§ Dataset entries:
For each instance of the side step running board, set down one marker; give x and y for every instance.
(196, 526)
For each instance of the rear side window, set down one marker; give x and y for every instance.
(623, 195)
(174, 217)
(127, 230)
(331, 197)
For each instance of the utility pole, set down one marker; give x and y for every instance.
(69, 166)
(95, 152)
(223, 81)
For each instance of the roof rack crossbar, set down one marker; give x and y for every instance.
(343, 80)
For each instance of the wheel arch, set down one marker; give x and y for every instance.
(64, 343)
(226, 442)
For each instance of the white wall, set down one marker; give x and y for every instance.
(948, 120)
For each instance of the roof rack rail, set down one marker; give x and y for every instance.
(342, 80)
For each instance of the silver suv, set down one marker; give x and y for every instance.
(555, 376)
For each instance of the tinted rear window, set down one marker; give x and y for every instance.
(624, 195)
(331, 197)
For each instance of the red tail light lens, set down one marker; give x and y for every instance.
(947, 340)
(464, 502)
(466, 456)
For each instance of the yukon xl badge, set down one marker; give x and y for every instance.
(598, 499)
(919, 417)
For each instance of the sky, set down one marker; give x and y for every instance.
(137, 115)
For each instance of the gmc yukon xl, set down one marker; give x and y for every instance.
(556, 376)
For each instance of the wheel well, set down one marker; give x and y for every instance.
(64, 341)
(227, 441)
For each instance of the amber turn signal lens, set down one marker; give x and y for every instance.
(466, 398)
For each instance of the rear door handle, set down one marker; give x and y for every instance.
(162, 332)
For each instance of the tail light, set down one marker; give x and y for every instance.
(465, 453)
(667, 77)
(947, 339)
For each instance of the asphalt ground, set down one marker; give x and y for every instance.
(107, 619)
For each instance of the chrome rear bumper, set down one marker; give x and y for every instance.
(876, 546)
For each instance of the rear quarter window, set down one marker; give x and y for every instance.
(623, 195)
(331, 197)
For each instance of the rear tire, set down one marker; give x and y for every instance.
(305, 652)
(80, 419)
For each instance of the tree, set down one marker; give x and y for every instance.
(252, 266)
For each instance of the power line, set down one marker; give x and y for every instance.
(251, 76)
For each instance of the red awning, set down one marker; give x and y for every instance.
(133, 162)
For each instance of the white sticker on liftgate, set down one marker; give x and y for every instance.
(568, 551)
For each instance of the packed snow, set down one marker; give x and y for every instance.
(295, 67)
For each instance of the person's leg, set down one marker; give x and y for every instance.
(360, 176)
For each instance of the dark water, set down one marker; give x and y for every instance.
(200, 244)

§ Required work:
Rescale the marker coordinates in every line between the line holding "For each instance of the rear quarter" and the end of the material, inclusive. Reproduce all of those lines, requests included and unchanged, but multiply each x and y value by 2.15 and round to the nearest whole number, with halves rounding up.

§ The result:
For each instance of the rear quarter window, set down one marker; give x and y for every instance.
(1339, 419)
(712, 424)
For each instance of the rear tire, set down one marker; give x and y for every instance.
(656, 1402)
(172, 901)
For each instance of the tree, set down one marker; give x and y for every instance.
(542, 572)
For each instance of the power line, set down one marker; give x and y for every instance.
(540, 163)
For each instance of the red awning, set down one marker; give x and y for every instance.
(286, 348)
For each instance of the white sticker on liftgate, set down one marker; give x and y for every instance.
(1221, 1185)
For each instance of the packed snow, set down one marker; give x and y for every instance.
(634, 144)
For each instance of the person's leg, set down one marker; give x and y for every instance.
(774, 378)
For each instance of the dark water, set down one marker; give x and y for every instance.
(430, 525)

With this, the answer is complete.